**What the task asks**
Within the material below, find each line bearing the word "crocus" and present it.

**The data**

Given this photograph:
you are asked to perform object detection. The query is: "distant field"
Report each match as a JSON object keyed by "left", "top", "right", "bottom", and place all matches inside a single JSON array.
...
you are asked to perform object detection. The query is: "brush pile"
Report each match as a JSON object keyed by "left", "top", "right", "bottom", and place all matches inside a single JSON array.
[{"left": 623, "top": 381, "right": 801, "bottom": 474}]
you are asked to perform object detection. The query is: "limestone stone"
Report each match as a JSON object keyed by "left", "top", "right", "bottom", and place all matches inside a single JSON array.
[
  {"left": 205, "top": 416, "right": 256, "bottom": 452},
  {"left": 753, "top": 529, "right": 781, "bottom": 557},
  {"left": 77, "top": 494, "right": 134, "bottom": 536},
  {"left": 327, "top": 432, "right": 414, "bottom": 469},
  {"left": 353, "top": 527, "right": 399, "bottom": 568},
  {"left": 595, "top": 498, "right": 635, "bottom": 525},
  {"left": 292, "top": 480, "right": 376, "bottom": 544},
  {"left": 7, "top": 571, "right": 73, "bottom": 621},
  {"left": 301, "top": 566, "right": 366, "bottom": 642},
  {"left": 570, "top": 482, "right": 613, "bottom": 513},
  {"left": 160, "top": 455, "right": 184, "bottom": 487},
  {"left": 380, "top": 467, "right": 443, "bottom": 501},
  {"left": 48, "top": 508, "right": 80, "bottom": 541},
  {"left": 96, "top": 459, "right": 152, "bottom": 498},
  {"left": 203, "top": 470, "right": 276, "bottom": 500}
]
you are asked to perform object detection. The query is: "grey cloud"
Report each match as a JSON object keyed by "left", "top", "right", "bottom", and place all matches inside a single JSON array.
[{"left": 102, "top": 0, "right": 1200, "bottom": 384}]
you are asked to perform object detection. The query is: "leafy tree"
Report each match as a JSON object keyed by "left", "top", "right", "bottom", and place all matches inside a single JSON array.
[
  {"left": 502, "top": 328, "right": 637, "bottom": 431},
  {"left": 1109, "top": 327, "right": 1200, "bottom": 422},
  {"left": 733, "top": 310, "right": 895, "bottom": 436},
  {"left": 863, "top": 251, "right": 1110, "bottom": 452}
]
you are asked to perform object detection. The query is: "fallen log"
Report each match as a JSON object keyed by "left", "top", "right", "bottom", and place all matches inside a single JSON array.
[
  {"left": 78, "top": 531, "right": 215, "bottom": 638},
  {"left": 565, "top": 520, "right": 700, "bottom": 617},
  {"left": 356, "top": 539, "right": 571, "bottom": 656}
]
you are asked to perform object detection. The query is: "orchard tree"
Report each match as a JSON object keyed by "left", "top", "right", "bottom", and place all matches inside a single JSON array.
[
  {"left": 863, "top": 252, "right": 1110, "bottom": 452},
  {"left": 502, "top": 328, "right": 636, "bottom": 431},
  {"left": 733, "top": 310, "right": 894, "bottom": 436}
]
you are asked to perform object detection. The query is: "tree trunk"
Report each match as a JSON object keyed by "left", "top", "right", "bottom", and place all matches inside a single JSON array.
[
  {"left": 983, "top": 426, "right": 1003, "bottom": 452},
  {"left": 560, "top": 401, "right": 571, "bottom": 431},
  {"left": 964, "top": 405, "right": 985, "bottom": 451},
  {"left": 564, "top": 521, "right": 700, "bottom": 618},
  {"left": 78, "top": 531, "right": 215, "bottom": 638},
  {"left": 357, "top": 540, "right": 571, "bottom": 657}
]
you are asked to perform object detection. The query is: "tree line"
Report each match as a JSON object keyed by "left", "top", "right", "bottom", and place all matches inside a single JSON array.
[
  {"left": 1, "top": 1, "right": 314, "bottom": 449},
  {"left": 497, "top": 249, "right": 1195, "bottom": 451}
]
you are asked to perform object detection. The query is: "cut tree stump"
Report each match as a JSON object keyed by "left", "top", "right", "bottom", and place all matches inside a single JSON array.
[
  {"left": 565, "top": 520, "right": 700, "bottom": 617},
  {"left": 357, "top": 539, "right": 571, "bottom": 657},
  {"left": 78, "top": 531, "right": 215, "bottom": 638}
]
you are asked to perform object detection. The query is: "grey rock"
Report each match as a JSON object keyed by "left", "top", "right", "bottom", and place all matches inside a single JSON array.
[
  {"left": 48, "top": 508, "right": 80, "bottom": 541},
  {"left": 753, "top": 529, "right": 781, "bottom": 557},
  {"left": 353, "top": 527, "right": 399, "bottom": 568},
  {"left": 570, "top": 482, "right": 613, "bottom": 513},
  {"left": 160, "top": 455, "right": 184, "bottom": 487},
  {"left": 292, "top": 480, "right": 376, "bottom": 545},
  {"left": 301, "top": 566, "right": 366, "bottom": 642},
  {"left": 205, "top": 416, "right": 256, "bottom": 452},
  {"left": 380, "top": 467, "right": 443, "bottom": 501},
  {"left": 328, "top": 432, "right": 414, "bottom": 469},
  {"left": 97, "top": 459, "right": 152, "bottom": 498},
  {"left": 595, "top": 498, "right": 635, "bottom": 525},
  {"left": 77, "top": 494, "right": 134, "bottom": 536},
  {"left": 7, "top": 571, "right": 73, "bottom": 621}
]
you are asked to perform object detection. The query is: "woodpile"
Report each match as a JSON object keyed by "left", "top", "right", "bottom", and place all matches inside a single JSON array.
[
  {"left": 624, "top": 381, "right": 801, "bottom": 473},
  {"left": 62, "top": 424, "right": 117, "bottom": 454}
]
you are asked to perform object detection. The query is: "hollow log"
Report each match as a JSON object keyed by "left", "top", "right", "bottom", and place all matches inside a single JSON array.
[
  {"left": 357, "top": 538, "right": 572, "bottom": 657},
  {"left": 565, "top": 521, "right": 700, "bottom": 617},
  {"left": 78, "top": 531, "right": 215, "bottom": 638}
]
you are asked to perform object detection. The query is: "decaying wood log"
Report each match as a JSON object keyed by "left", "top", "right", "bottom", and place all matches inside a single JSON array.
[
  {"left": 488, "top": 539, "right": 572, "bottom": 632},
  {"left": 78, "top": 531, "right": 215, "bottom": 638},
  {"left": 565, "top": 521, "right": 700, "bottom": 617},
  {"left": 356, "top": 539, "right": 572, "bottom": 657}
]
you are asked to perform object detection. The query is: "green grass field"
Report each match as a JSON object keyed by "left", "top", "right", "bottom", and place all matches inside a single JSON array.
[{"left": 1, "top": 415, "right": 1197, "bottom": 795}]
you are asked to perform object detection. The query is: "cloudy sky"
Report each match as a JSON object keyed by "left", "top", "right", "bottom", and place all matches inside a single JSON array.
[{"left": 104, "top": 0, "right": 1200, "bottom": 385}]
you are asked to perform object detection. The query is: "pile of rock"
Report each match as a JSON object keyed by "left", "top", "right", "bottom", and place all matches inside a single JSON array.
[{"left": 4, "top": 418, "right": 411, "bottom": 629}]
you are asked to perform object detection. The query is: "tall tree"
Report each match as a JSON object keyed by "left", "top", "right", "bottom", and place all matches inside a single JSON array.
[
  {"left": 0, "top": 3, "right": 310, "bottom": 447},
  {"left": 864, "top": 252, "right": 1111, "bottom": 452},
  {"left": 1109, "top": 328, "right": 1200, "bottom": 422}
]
--
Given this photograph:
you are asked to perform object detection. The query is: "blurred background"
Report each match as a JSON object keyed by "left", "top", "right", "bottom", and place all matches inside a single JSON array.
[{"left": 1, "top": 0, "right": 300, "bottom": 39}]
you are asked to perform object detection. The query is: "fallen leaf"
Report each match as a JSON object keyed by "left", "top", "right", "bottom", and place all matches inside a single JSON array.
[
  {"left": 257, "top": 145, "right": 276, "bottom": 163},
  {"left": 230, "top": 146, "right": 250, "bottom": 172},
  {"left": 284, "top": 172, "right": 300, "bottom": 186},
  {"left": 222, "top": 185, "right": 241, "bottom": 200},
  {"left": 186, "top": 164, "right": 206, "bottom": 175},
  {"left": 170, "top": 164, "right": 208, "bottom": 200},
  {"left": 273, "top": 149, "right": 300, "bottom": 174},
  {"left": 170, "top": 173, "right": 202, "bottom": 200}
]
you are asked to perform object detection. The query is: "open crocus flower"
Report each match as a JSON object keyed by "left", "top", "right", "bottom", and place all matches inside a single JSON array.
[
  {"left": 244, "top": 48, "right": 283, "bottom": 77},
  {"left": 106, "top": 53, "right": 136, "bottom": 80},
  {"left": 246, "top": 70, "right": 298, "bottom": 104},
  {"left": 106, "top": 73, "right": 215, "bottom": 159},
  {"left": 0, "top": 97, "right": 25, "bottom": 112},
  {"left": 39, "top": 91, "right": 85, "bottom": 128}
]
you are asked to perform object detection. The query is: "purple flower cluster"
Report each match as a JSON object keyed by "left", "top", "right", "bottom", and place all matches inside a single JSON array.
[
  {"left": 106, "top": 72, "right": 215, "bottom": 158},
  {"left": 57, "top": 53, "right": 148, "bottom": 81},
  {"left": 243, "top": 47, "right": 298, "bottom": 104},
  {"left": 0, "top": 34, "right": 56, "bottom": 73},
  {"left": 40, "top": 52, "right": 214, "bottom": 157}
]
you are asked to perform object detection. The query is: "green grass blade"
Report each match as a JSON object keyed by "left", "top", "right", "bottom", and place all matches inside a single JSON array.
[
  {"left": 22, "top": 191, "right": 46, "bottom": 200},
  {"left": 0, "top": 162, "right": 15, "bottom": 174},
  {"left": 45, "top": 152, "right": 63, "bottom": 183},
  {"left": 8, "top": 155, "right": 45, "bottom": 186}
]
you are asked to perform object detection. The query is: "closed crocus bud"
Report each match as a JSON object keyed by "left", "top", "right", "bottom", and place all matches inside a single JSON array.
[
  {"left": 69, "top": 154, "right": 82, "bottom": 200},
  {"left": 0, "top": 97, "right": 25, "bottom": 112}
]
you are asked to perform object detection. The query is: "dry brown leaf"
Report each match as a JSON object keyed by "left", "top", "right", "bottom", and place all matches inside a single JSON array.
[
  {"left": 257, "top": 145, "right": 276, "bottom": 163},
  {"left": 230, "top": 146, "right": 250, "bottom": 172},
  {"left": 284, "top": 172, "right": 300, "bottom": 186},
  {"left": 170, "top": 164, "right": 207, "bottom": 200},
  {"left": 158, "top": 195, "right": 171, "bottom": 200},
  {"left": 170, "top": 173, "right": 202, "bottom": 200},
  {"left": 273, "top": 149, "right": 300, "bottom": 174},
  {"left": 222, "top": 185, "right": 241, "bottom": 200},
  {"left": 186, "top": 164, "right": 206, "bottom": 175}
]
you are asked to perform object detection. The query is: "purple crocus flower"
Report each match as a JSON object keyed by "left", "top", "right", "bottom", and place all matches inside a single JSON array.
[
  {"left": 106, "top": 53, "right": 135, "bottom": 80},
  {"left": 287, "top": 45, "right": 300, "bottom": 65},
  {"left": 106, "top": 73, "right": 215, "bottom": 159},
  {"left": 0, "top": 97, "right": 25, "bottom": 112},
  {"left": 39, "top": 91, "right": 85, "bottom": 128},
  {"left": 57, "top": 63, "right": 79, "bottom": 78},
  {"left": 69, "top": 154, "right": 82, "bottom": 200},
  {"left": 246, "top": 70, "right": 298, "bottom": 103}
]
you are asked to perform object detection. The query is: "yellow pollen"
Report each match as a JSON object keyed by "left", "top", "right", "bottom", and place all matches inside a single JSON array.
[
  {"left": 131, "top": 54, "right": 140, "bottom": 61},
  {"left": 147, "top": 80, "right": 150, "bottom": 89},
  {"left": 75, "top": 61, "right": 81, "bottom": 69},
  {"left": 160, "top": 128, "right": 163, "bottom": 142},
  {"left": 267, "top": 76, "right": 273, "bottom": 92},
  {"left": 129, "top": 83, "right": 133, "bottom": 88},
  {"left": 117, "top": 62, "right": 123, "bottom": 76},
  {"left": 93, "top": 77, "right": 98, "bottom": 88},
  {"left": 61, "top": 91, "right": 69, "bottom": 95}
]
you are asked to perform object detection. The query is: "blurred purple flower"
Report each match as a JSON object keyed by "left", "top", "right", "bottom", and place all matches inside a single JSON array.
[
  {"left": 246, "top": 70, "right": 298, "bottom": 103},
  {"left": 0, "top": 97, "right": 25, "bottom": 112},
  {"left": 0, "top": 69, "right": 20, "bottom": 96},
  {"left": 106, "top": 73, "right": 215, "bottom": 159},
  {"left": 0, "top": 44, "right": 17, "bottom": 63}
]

**Final answer**
you are asked to perform object detection. The query is: "open crocus flower"
you are asked to perform object detection. The query is: "closed crocus bud"
you are asked to perform object detection. The query is: "purple crocus flower"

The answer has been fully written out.